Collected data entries

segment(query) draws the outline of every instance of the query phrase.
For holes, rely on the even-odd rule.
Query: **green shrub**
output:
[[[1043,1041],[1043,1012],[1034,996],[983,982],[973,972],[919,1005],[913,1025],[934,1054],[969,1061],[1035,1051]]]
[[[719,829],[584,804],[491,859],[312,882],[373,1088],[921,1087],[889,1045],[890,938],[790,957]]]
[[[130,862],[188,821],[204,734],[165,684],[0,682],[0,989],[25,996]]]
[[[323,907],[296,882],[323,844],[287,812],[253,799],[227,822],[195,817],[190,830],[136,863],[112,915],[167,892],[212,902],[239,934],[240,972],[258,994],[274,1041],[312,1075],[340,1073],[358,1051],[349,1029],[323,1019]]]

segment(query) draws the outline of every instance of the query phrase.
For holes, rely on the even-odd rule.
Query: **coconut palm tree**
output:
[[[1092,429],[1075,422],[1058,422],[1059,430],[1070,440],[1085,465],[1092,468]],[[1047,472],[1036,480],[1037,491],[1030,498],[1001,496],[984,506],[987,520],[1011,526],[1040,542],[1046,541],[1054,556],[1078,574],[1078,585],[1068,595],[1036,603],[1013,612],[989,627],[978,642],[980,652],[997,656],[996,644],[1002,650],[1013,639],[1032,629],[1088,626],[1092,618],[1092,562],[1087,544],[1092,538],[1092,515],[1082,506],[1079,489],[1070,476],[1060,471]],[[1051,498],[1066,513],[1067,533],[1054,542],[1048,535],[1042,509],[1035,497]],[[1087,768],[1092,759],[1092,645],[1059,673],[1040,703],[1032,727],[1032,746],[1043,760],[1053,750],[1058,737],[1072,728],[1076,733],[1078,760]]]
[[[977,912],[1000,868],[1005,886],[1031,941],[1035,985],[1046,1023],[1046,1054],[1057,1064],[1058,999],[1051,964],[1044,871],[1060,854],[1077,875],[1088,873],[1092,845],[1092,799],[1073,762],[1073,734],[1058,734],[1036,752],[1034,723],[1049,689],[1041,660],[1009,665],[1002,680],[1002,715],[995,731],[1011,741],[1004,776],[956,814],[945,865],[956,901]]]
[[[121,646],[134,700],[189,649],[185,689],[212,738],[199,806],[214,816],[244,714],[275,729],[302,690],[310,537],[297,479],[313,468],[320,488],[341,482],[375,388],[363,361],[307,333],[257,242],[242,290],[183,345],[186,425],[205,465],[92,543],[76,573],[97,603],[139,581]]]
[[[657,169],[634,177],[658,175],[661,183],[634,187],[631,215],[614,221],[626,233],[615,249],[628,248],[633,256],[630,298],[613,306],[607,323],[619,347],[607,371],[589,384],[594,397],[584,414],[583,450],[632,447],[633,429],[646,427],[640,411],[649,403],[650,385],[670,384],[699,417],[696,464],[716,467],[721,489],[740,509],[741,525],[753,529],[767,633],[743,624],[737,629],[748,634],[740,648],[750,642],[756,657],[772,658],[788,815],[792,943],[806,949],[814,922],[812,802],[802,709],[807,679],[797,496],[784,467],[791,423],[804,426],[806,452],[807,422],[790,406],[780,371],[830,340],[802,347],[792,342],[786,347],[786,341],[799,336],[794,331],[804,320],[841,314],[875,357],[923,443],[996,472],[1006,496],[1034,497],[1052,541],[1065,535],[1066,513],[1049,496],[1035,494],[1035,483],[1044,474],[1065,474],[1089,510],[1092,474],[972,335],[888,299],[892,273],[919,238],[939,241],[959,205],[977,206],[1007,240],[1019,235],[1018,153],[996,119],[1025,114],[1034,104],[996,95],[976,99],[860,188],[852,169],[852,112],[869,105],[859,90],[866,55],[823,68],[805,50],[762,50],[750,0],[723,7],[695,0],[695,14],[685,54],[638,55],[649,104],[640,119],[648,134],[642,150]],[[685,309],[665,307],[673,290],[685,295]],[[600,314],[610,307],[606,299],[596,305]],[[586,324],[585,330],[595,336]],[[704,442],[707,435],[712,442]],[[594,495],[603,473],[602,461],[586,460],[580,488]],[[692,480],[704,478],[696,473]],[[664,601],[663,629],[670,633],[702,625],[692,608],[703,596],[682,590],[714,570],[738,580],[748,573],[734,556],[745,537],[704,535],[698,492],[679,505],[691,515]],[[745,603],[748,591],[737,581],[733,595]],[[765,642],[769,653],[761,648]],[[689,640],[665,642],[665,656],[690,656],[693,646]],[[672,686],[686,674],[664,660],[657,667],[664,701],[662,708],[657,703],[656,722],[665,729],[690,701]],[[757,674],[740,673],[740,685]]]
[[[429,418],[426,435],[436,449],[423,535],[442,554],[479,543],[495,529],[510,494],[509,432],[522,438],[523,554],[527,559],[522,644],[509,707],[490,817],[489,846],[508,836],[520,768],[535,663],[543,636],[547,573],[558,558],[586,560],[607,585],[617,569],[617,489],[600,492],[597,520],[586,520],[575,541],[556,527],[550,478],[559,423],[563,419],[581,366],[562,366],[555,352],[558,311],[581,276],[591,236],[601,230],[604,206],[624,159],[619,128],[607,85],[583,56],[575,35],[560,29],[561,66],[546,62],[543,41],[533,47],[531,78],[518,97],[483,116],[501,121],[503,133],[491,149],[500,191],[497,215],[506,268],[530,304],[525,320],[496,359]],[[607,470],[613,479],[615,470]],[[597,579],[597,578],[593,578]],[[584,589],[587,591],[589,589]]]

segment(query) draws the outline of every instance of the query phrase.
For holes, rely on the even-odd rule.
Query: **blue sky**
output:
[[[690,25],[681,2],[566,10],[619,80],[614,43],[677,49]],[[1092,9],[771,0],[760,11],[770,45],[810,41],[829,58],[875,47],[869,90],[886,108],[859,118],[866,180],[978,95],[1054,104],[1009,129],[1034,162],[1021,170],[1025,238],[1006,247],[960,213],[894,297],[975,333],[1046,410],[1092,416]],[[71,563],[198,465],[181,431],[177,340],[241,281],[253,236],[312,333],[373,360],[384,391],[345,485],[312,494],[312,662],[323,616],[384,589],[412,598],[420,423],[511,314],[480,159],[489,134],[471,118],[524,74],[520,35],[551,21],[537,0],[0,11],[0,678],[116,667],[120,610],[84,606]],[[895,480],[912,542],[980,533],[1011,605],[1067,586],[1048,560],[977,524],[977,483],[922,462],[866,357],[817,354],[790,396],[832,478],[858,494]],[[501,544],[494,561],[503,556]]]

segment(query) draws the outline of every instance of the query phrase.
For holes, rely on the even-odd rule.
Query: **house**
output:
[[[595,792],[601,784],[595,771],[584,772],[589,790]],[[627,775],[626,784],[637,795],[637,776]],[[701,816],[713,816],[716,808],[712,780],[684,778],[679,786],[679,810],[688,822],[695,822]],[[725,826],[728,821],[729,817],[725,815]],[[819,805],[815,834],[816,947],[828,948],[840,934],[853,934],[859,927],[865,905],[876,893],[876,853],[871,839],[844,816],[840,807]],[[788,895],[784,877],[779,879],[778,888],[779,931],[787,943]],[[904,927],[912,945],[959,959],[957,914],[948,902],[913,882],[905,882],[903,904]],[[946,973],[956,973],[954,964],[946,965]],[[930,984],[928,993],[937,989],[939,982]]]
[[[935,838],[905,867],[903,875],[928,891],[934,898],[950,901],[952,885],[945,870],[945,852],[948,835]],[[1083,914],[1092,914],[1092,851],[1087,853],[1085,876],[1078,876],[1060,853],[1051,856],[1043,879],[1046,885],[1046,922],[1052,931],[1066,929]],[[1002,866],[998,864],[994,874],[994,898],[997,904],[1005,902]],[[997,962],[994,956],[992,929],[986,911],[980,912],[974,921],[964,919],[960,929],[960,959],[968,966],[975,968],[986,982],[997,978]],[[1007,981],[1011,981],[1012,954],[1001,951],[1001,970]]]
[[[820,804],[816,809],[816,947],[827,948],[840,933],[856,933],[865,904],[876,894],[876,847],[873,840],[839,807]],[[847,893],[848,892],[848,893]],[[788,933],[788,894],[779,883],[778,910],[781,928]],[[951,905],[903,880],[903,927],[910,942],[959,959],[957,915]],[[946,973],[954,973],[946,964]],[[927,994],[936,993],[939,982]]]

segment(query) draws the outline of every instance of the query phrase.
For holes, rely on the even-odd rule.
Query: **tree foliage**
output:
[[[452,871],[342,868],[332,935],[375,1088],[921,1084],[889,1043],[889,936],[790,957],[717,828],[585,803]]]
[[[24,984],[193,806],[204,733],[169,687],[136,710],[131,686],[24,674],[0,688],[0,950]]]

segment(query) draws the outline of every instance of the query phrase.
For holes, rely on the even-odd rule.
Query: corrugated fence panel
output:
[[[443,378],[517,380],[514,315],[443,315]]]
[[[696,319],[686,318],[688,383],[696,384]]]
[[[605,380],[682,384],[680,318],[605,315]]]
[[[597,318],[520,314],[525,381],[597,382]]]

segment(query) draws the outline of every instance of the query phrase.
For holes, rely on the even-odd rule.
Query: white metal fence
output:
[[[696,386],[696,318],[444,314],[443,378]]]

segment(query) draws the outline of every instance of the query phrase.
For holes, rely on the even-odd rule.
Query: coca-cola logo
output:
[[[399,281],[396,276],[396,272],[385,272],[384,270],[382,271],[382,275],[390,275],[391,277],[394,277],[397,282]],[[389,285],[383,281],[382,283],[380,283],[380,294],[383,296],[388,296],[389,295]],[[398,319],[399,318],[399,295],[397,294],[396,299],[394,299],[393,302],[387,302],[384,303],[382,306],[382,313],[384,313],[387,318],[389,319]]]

> Exercise aim:
Show every line in the collected data entries above that contains the string "tree", treating uppercase and lowercase letters as different.

> Exercise answer:
Query: **coconut palm tree**
Query: **tree foliage**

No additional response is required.